■ **Dataset entries**
■ ■ ■

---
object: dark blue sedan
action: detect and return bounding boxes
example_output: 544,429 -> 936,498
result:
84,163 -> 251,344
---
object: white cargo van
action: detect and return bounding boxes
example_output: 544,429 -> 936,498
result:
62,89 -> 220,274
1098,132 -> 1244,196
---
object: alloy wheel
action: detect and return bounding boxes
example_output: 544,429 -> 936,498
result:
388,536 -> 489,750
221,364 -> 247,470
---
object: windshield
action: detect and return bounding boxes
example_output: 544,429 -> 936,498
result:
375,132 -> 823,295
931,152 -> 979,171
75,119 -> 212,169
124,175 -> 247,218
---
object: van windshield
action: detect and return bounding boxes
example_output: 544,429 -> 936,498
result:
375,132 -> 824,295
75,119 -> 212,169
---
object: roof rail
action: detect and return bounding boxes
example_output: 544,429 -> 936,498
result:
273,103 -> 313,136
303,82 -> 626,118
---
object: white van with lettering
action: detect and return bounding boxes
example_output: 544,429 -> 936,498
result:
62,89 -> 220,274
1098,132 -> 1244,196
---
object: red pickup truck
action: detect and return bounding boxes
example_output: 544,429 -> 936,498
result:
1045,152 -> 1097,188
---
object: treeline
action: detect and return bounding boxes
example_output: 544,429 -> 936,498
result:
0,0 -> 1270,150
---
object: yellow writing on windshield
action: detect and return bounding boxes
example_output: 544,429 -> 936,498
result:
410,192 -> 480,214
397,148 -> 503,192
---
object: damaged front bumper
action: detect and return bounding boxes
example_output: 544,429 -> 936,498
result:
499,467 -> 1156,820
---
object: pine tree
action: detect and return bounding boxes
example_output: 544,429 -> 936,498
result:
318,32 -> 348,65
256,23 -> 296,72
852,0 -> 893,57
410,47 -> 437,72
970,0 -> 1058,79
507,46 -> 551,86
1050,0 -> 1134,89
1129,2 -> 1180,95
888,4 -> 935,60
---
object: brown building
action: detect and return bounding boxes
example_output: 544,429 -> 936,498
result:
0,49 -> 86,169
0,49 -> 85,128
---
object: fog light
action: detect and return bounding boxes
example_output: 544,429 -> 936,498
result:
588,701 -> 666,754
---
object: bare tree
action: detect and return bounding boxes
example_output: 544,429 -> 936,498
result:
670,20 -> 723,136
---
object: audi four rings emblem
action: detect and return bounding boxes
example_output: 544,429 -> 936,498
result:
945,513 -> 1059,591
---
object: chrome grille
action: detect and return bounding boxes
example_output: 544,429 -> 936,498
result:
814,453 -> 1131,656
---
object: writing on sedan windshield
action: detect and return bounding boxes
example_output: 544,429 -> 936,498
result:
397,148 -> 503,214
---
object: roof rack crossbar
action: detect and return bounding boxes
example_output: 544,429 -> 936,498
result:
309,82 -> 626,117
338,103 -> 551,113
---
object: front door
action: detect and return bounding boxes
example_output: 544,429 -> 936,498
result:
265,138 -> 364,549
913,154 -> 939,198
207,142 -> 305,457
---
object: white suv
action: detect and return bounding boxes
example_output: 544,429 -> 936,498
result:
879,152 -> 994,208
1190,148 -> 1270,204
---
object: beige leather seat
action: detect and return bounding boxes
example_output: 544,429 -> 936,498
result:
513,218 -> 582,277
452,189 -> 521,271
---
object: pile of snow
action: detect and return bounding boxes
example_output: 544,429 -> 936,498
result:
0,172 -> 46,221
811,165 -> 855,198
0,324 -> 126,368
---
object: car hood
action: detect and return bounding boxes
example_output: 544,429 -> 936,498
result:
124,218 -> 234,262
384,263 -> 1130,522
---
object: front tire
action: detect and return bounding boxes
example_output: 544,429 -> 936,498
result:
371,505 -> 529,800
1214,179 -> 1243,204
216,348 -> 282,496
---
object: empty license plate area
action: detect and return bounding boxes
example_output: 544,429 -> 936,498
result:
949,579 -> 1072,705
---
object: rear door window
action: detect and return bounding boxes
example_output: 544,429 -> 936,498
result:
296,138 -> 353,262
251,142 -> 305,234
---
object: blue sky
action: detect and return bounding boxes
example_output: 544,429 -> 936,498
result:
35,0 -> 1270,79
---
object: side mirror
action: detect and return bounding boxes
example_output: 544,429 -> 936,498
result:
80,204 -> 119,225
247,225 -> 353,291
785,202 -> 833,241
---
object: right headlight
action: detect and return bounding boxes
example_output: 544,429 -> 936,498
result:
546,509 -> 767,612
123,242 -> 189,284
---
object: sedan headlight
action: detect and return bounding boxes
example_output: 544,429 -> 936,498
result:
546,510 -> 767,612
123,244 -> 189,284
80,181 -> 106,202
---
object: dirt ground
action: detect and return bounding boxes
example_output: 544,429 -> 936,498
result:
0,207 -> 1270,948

■ ■ ■

■ **The task**
Reproduce each record exactly as it appears.

■ **Response**
---
object: dark blue sedan
action: detect and return bounding boxes
example_output: 544,429 -> 936,498
result:
84,163 -> 251,344
---
object: white cargo van
action: detect and return bounding boxes
example_output: 544,429 -> 936,498
result:
62,89 -> 220,274
1098,132 -> 1244,196
---
object: alloy wheel
action: detect and return bounding boxes
example_output: 544,429 -> 936,498
result:
388,536 -> 489,750
221,364 -> 247,470
---
object: windshield
action: detect and return bounding boxes
example_output: 544,429 -> 936,498
result:
375,132 -> 823,295
931,152 -> 979,171
75,119 -> 212,169
124,175 -> 247,218
---
object: van windshield
action: detect and return bounding boxes
example_output: 544,429 -> 936,498
result:
375,132 -> 824,295
75,119 -> 212,169
---
object: roof rail
action: detect and return bounding boxes
example_output: 544,429 -> 936,498
result:
273,103 -> 313,136
303,82 -> 626,118
---
object: white van with lettering
action: detect and return bounding boxes
example_output: 544,429 -> 936,498
result:
62,89 -> 220,274
1098,132 -> 1244,196
---
object: red pickup truck
action: detect and return bounding boxes
example_output: 544,429 -> 936,498
result:
1045,152 -> 1097,188
---
object: treeline
action: detect and return bounding boxes
example_output: 544,429 -> 936,498
result:
0,0 -> 1270,150
---
object: yellow writing on windshield
action: detect and return bounding boxes
example_output: 544,429 -> 936,498
result:
410,192 -> 480,214
397,148 -> 503,192
---
object: damaged front bumper
action: detect and return bounding boxes
example_output: 544,429 -> 936,498
result:
499,467 -> 1156,820
---
object: pine tree
action: detect and return bounding boxes
example_output: 544,429 -> 936,498
result:
318,32 -> 348,65
256,23 -> 296,72
852,0 -> 893,57
410,47 -> 437,72
970,0 -> 1058,79
507,46 -> 551,86
1050,0 -> 1134,89
1129,2 -> 1180,95
888,4 -> 935,60
---
object: brown building
action: detect and return bounding boxes
example_output: 544,429 -> 936,498
result:
0,49 -> 86,169
0,49 -> 85,128
---
object: fog light
action: detect and return bounding boxes
example_output: 544,429 -> 936,498
result:
588,701 -> 666,754
---
object: bare tree
action: detect and return bounding boxes
example_output: 544,429 -> 936,498
result:
670,20 -> 723,136
---
object: audi four rings emblem
action: detect and return bounding boxes
example_output: 544,429 -> 936,498
result:
945,513 -> 1059,591
---
object: chrome grille
action: detect and return bounding boxes
example_output: 544,429 -> 936,498
result:
814,453 -> 1131,656
---
object: writing on sedan windshield
action: detect and return bounding boxes
example_output: 544,429 -> 936,498
result:
397,148 -> 503,214
---
object: roof rack crossbar
action: detect and return bounding boxes
example_output: 544,429 -> 936,498
result:
309,82 -> 626,117
338,103 -> 551,113
---
object: front door
action: detect and return bounding boxes
example_output: 544,429 -> 936,498
result:
265,138 -> 364,549
913,154 -> 939,198
207,142 -> 305,457
---
object: white suv
action: detect and return bounding boxes
example_output: 544,429 -> 936,498
result:
879,152 -> 994,208
1190,148 -> 1270,204
---
object: beige leather seat
action: detect and return bounding boxes
example_output: 544,429 -> 936,498
result:
513,218 -> 582,277
452,189 -> 521,271
---
object: pile of snow
action: detect and return bounding boxes
example_output: 544,429 -> 936,498
result:
0,172 -> 46,221
811,165 -> 855,198
0,324 -> 126,368
---
object: car hood
action: detect and return bounding boxes
example_output: 544,429 -> 936,498
result:
124,218 -> 234,262
384,263 -> 1130,522
---
object: front tire
action: detect and return bounding boxes
example_output: 544,429 -> 936,498
result:
371,505 -> 529,800
1214,179 -> 1243,204
216,348 -> 282,496
---
object: empty license plate area
action: detect and return bounding boxes
example_output: 544,429 -> 936,498
result:
949,579 -> 1072,705
---
object: rear door window
action: detect and return bounding boxes
example_output: 544,429 -> 936,498
result:
296,138 -> 353,262
251,142 -> 305,234
---
object: blue sky
action: detect and return bounding boxes
example_output: 544,429 -> 936,498
result:
35,0 -> 1270,79
---
object: side mirror
action: detect and return bounding boxes
example_output: 544,429 -> 936,498
result:
80,204 -> 119,225
247,225 -> 353,291
785,202 -> 833,241
---
object: right headlight
action: detect and return bounding boxes
example_output: 544,429 -> 936,498
result:
546,509 -> 767,612
123,242 -> 189,284
---
object: sedan headlight
action: detect and return bounding boxes
example_output: 544,429 -> 936,498
result:
546,510 -> 767,612
123,244 -> 189,284
80,181 -> 106,202
---
object: dirt ground
action: detect and return bounding boxes
example_output: 544,429 -> 936,498
result:
0,207 -> 1270,948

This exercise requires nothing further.